▶ **STATED PROBLEM**
Select and copy each line of the items below that contains the word "white".

▶ **MATERIAL FOR THIS TASK**
════════
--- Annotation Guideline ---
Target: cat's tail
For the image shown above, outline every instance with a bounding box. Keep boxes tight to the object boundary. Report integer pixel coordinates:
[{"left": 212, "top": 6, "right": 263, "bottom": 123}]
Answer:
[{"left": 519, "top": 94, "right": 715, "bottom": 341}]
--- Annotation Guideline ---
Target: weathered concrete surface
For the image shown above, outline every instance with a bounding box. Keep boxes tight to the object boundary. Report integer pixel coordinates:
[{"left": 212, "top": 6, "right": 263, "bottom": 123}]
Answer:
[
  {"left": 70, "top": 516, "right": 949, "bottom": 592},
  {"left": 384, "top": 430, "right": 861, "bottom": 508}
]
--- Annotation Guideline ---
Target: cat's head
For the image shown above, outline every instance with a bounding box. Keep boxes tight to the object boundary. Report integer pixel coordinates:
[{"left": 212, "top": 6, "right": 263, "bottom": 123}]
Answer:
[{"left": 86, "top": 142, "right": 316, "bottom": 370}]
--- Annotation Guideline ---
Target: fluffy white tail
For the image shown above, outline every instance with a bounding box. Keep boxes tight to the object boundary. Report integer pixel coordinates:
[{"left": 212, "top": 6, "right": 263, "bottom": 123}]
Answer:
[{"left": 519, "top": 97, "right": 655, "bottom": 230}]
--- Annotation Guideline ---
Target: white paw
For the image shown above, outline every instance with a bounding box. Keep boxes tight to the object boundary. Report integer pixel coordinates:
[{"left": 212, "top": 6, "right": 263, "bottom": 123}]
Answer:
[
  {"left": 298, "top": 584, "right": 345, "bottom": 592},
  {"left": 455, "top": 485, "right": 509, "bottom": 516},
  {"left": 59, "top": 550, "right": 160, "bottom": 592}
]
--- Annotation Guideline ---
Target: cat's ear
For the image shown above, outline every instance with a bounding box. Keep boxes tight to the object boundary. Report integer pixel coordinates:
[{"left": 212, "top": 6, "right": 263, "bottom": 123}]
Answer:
════════
▶ **REPLY**
Target: fluffy white tail
Target: white paw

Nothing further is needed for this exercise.